**Excerpt provided:**
^^^^^^^^^^^^^^^^

Posted by
stevo on Saturday, February 17, 2007 3:12:49 PM
Over the Christmas season, I became one of the few members of the young “Me Generation” who has taken an interest in the classic TV sitcom, MASH. In the course of viewing the series finale of the show, I learned that though I am now separated by several generations from the Korean and Vietnam Wars, their grim legacies live on. These wars, though justifiable in purpose (in my opinion), carried with them the horrific tragedies brought about by war—so aptly displayed by MASH.
It is one thing to see villages bombed from afar and tracers lighting up the night sky, but quite another to see an 18 year old boy on an operating table—recalling picturesque memories from his childhood and crying for the family of his lost youth—before the bullet lodged in his chest fulfills its purpose. A few years ago, my brother in the 82nd Airborne was almost lost in Iraq. I didn’t fear for him at the time, but every time I see an 18 year old actor in a gurney, a lump forms in my throat.
Perhaps the most poignant moment of the MASH series finale was in a storyline crafted around the pompous New England blue-blood, Charles Winchester. For the viewer, this man typically served as an irritating comic foil to the more popular Hawkeye and Honeycutt. In this last episode, however, he showed such depth as to stir the soul. It begins with Charles listening to Mozart—his snooty escape de jour in the series. At several points while listening to his record, Charles was distracted by the incessant racket of Chinese POW’s playing their homemade instruments.

^^^^^^^^^^^^^^^^

**Data to examine:**
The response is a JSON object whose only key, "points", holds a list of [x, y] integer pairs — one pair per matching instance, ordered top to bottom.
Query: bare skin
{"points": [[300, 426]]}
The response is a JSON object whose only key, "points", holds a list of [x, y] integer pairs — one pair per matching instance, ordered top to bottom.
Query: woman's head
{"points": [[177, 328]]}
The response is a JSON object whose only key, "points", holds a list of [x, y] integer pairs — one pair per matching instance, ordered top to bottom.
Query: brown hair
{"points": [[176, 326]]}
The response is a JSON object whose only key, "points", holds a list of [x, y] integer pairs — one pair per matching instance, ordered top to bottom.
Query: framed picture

^^^^^^^^^^^^^^^^

**What is being asked:** Please copy out the whole blog post about the MASH series finale above, word for word from "Posted by" through its final sentence.

**Answer to this task:**
Posted by
stevo on Saturday, February 17, 2007 3:12:49 PM
Over the Christmas season, I became one of the few members of the young “Me Generation” who has taken an interest in the classic TV sitcom, MASH. In the course of viewing the series finale of the show, I learned that though I am now separated by several generations from the Korean and Vietnam Wars, their grim legacies live on. These wars, though justifiable in purpose (in my opinion), carried with them the horrific tragedies brought about by war—so aptly displayed by MASH.
It is one thing to see villages bombed from afar and tracers lighting up the night sky, but quite another to see an 18 year old boy on an operating table—recalling picturesque memories from his childhood and crying for the family of his lost youth—before the bullet lodged in his chest fulfills its purpose. A few years ago, my brother in the 82nd Airborne was almost lost in Iraq. I didn’t fear for him at the time, but every time I see an 18 year old actor in a gurney, a lump forms in my throat.
Perhaps the most poignant moment of the MASH series finale was in a storyline crafted around the pompous New England blue-blood, Charles Winchester. For the viewer, this man typically served as an irritating comic foil to the more popular Hawkeye and Honeycutt. In this last episode, however, he showed such depth as to stir the soul. It begins with Charles listening to Mozart—his snooty escape de jour in the series. At several points while listening to his record, Charles was distracted by the incessant racket of Chinese POW’s playing their homemade instruments.